• _Supplied data_

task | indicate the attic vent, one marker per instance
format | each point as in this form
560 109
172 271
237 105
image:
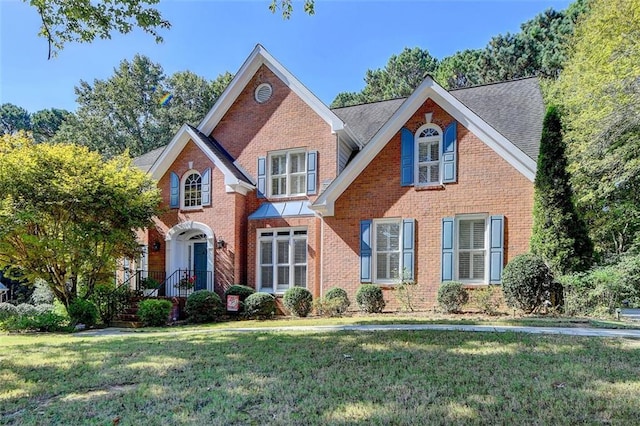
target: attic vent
263 93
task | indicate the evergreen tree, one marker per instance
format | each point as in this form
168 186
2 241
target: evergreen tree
559 236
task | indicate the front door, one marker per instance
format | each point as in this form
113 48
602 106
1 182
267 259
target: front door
200 265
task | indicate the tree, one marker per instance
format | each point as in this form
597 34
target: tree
66 215
399 78
559 236
13 118
83 21
138 108
599 91
45 123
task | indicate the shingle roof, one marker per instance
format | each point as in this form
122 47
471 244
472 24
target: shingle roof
222 154
514 108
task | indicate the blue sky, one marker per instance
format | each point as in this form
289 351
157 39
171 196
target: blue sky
329 52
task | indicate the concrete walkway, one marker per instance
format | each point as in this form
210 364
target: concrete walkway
569 331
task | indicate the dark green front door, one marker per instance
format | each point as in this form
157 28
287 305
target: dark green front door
200 265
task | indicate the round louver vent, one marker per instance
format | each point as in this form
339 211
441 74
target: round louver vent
263 93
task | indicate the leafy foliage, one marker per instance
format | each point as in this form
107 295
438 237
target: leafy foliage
138 108
298 301
66 215
559 236
154 312
452 296
82 21
83 311
370 299
599 91
260 305
526 282
203 306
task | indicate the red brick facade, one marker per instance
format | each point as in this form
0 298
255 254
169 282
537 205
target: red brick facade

• _Task to carry out_
Copy out all of the data above, swapping every "indicate" for "mark" and keeping everything else the same. Leave the pictures out.

• _Reply_
task | mark the attic vent, one marker per instance
format | each point as in this form
560 109
172 271
237 105
image:
target: attic vent
263 93
task | mark the evergreen tree, one marker per instance
format | each point as in this form
168 186
2 241
target: evergreen tree
559 236
task | mark the front door, one marker per instance
format | each point as in this form
113 48
602 106
1 182
267 259
target: front door
200 265
task | mark the tree, one marker per instance
format | each point as in this form
597 34
target: tree
66 215
399 78
559 236
13 118
83 21
138 108
599 91
45 123
task | mark the shingle roof, one marker per instance
format | each point as in this form
122 47
471 244
472 24
target: shingle roof
222 154
514 108
task | mark the blue sky, one marker per instance
format | each point as in this form
289 351
157 39
171 196
target: blue sky
329 52
task | mark the concrete walkway, one marker per instance
format | each point as in this form
210 364
target: concrete walkway
569 331
task | mark the dark green front door, one marker per instance
format | each point as in this form
157 28
287 305
target: dark green front door
200 265
task | mark the round louver vent, one marker per instance
format | each point as in this form
339 211
441 74
target: round louver vent
263 93
task | mark the leafy foliage, one marker per instance
format | each point as in this form
107 295
438 237
target: leafy foliage
138 108
298 301
66 215
559 236
154 312
452 296
82 21
83 311
370 299
599 91
260 305
526 282
203 306
task | mark the red brick facade, one marker per instance
format | each point as in this form
0 298
255 254
169 282
537 205
target: red brick facade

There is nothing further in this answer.